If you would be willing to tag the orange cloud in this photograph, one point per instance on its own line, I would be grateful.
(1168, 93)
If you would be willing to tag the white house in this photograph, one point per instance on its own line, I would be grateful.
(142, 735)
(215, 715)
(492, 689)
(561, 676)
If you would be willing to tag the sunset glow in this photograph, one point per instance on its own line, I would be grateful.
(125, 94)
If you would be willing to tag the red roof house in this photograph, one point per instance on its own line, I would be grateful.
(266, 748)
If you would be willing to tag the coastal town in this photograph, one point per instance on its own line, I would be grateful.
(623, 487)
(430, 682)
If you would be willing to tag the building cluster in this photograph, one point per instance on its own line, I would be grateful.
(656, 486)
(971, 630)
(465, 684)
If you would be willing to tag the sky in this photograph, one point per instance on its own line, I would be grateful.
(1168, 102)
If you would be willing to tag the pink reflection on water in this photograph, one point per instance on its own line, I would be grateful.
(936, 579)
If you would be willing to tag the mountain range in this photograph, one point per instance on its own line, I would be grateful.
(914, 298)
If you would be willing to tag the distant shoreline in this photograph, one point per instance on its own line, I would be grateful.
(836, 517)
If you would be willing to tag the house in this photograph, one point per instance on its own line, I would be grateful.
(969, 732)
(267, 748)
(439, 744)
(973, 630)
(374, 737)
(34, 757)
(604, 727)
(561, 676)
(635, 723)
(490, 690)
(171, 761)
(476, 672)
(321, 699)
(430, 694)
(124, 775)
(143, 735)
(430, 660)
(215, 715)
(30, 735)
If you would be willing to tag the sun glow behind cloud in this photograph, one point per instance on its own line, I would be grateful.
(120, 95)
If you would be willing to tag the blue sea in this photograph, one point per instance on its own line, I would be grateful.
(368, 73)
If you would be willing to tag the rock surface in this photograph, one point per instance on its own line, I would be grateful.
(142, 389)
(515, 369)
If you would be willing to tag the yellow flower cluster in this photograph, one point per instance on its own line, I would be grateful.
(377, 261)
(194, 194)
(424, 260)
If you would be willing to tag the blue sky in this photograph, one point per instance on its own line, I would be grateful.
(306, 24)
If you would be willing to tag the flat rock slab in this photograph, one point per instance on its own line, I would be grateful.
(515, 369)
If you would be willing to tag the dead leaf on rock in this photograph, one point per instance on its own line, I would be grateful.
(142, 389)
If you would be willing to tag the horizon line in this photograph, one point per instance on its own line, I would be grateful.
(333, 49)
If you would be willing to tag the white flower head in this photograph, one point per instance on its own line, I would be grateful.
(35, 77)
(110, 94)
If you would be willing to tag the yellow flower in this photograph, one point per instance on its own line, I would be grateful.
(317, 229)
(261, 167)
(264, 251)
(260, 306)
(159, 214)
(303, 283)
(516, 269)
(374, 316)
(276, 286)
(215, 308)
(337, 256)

* [Your instructions]
Can you copy the items above from the line containing "If you would be willing to tag the flat" through the final line, with the requests unchanged and each answer coordinate multiplied by 1.4? Round the results to whole numbers, rounding halves up.

* [Task response]
If you would be willing to tag the flat rock slab in this photograph, one point per instance on its own line, I would be grateful.
(721, 517)
If you would be willing to tag the dead leaf on rock in this photograph, one point per instance on its own line, I would be grateful.
(199, 545)
If you would be willing to tag the horizon line in this photograph, one point per instance on its own line, I would be grateful.
(466, 69)
If you would be willing to tag the white flower head in this photograph, one point per instance on its own line, I would be grateful.
(49, 108)
(154, 132)
If you would be willing to tag the yellow flower in this photograph, one point per instance on its own line, I would be grateful.
(444, 321)
(365, 234)
(370, 351)
(364, 428)
(223, 300)
(424, 396)
(722, 377)
(524, 442)
(386, 400)
(301, 431)
(472, 358)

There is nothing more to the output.